Information shown START

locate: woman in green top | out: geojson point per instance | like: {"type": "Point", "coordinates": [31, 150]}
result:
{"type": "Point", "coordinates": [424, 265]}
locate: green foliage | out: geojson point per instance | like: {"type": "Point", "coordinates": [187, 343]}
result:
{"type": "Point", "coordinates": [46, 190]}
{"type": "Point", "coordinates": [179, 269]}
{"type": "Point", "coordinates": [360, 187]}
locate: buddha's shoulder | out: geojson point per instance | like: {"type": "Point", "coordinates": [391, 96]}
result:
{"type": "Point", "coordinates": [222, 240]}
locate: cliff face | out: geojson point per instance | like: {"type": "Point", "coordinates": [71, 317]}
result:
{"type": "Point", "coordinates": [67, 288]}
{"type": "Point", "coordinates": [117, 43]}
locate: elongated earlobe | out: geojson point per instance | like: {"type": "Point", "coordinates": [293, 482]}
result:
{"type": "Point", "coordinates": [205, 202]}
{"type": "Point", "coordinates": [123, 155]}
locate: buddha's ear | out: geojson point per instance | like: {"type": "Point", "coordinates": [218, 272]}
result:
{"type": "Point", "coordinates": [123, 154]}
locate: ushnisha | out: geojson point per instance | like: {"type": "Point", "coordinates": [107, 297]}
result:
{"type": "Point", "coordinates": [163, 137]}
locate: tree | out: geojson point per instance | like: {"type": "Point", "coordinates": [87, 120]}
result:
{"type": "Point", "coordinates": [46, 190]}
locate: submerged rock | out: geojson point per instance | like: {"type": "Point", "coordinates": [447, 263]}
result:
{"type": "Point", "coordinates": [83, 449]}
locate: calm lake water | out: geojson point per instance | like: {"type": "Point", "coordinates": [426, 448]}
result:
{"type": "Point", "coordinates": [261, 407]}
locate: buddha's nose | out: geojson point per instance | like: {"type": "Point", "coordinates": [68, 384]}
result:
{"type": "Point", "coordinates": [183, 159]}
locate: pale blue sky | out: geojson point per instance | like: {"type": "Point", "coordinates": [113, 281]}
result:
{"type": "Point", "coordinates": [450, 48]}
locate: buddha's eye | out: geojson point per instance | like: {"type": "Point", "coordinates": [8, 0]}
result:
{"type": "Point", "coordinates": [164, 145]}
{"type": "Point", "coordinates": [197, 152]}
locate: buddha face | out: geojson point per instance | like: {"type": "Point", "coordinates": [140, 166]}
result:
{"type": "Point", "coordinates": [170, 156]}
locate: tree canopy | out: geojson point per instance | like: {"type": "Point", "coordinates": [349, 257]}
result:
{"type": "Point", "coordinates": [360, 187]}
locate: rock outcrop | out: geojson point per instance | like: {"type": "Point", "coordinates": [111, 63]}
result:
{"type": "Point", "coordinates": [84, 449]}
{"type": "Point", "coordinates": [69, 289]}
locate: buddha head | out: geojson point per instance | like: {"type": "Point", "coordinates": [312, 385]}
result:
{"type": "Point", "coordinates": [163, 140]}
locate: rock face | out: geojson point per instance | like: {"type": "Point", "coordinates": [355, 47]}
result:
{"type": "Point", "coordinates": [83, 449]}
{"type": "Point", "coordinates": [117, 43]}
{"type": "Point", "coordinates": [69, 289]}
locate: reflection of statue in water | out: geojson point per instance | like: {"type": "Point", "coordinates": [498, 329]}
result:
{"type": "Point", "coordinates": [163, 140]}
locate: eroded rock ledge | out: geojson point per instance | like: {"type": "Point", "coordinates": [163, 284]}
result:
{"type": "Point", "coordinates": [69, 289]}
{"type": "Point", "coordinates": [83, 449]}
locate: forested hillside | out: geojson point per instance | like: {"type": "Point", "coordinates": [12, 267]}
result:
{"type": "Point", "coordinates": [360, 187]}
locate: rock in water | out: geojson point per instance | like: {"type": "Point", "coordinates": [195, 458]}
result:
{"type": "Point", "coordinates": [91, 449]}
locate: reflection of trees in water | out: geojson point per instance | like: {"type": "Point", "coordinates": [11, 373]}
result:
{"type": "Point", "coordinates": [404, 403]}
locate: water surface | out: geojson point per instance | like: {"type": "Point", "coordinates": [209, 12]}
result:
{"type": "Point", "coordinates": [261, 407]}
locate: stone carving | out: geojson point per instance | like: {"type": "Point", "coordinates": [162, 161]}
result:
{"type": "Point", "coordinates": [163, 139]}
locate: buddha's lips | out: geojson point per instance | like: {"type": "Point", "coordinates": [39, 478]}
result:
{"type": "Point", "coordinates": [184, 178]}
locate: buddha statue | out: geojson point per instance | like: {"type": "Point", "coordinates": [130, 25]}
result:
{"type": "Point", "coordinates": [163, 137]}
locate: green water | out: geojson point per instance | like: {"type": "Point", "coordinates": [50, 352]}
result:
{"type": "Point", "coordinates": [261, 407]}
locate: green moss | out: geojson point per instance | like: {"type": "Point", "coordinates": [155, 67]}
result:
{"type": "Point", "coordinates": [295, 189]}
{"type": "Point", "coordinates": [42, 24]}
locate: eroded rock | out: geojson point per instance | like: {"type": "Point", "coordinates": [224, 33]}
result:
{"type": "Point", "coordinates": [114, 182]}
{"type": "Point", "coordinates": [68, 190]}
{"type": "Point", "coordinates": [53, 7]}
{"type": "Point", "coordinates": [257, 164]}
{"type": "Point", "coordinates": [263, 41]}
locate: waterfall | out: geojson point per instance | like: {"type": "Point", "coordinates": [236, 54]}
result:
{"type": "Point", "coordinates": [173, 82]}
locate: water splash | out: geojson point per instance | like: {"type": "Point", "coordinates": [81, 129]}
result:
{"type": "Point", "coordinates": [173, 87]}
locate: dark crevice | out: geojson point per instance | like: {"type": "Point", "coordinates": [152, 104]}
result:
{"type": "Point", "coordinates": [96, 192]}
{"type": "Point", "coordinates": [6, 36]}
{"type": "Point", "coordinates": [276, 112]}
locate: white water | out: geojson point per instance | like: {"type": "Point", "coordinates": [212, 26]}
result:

Information shown END

* Work to be completed
Copy the entries word for word. Start at the first line and end with the line containing "locate: pale blue".

* Exercise result
locate: woman in green top | out: geojson point per instance | like: {"type": "Point", "coordinates": [31, 150]}
result:
{"type": "Point", "coordinates": [424, 265]}
locate: green foliage | out: geojson point per instance | like: {"type": "Point", "coordinates": [187, 343]}
result:
{"type": "Point", "coordinates": [46, 190]}
{"type": "Point", "coordinates": [179, 269]}
{"type": "Point", "coordinates": [360, 187]}
locate: buddha's shoulder | out: geojson point per instance | like: {"type": "Point", "coordinates": [391, 96]}
result:
{"type": "Point", "coordinates": [222, 240]}
locate: cliff face | out: geojson point per instance | like: {"type": "Point", "coordinates": [71, 317]}
result:
{"type": "Point", "coordinates": [67, 288]}
{"type": "Point", "coordinates": [117, 43]}
locate: elongated earlobe | out: geojson point per instance | like: {"type": "Point", "coordinates": [293, 482]}
result:
{"type": "Point", "coordinates": [205, 202]}
{"type": "Point", "coordinates": [123, 155]}
locate: buddha's ear | out: geojson point per instance | like: {"type": "Point", "coordinates": [218, 272]}
result:
{"type": "Point", "coordinates": [123, 154]}
locate: ushnisha | out: geojson point per instance | like: {"type": "Point", "coordinates": [107, 297]}
result:
{"type": "Point", "coordinates": [163, 137]}
locate: tree | out: geojson point per instance | like: {"type": "Point", "coordinates": [87, 120]}
result:
{"type": "Point", "coordinates": [46, 190]}
locate: submerged rock | out: geojson point per instance | like: {"type": "Point", "coordinates": [447, 263]}
result:
{"type": "Point", "coordinates": [83, 449]}
locate: calm lake water | out: geojson point per instance | like: {"type": "Point", "coordinates": [426, 448]}
result:
{"type": "Point", "coordinates": [261, 407]}
locate: buddha's nose | out: geojson point per instance | like: {"type": "Point", "coordinates": [68, 384]}
result:
{"type": "Point", "coordinates": [183, 159]}
locate: pale blue sky | out: geojson point per instance | like: {"type": "Point", "coordinates": [113, 281]}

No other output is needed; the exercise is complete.